Читать «Год в «Звездолете»» онлайн - страница 62

Андрей Николаевич Божко

– Пельмени готовят в холодной воде, – как бы между прочим замечает Борис.

– Нет, в горячей, иначе они разварятся, – отвечаю я.

– Все-таки в холодной, – раздраженно возражает Борис. – Я лучше знаю, как варить пельмени.

Что же делать? Опускать пельмени в холодную воду или в кипяток? Нагревалась вода, накалялась обстановка. Я все-таки опускаю пельмени в кипящую воду, рискуя потерять душевное равновесие и нарушить равновесие в отношениях. Так и есть! Началось!

Борис почему-то напомнил мне о нашем утреннем диспуте по поводу зубца электрокардиограммы. Тогда я поменял местами отведения с ноги и руки, что было неправильно. На этом основании он вдруг заявляет, что я плохо разбираюсь в технике и т. д. Мне ясно, что он перешел к обобщениям, но очевидно и то, что он очень голоден, поэтому, видимо, и зол.

Мне же кажется, что все-таки прав я – пельмени нужно опускать в кипящую воду, чтобы они не разварились. Но и Борис прав: наши обезвоженные пельмени отличаются от обычных и, возможно, их надо опускать в холодную воду, чтобы они лучше проварились.

А теперь главное – не волноваться, не переживать, что бы он ни говорил! У него свой опыт, у меня – свой. Думать о приятном. Пельмени – наше семейное блюдо. Как хорошо их готовят мои родители! Отец подбирает мясо: свинину, говядину, баранину. Затем делает фарш: разводит его сливками или молоком, добавляет специи, пробует не один раз, прежде чем скажет, что начинка готова. И действительно, она и в сыром виде такова, что, как говорится, «пальчики оближешь».

## СПИСОК ЗАДАНИЙ
a. Какое мясо отец подбирает для пельменей в тексте о пельменях?
b. Напишите, что идет дальше в тексте о пельменях после его последнего предложения.

## ВЫДЕРЖКИ ИЗ ЗАПИСЕЙ
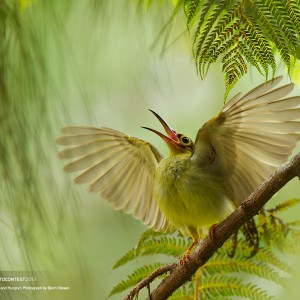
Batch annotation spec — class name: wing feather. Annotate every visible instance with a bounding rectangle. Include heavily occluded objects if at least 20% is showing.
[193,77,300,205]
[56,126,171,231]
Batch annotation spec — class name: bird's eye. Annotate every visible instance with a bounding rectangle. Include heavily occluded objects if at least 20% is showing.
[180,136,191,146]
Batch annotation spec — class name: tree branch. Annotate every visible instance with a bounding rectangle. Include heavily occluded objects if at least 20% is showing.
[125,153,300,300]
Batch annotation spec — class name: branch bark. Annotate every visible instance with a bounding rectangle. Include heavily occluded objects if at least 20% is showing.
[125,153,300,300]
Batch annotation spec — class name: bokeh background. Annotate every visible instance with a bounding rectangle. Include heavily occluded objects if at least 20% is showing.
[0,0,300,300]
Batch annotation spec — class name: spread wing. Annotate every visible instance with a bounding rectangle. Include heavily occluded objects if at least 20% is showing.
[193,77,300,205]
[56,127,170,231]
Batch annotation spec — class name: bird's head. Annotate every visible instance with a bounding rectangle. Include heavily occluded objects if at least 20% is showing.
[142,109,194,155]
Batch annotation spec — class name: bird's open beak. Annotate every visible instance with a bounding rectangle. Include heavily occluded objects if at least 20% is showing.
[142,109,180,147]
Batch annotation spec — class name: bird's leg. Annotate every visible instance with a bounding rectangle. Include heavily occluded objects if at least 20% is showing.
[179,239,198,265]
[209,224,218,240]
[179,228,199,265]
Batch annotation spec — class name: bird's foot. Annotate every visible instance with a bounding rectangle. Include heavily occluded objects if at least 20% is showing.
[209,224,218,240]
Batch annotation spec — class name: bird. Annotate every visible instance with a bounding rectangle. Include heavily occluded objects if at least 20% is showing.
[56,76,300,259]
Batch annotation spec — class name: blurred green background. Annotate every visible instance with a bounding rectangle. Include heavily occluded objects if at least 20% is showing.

## ОТВЕТЫ ПО ПОРЯДКУ
a. Свинину, говядину и баранину.

b.
Отец специалист по фаршу, а мать – по тесту. Возникает гармония интересов и опыта, в результате появляются отменные настоящие сибирские пельмени. Те, кто пробовал, долго вспоминают их. Вот бы нам такие сюда! А из-за этих даже обидно ссориться. Интересно, а как варит пельмени Герман? Что же он молчит? А Герман спокойно и с аппетитом, как мне кажется, пережевывает тесто с кусочками мяса, то, что в меню называется пельменями. Борис же на меня не смотрит, отводит взгляд в сторону… Теперь ясно – он просто не сдержался и оттого страдает. Думаю, наша размолвка ненадолго – я не могу долго сердиться и нет-нет да и улыбнусь невольно, скажу что-нибудь примирительное, дружеское; такова уж у меня привычка.

Сегодня Герман вызвался помочь мне приготовить завтрак, так как я был занят исследованиями. Помощь я принял с благодарностью, и от этого все выиграли: быстрее позавтракали. Позже Герман признался Борису, что был иногда несправедлив ко мне и что мешал его контактам со мной именно он, Борис. Невольно пришла на ум аналогия с другим экспериментом.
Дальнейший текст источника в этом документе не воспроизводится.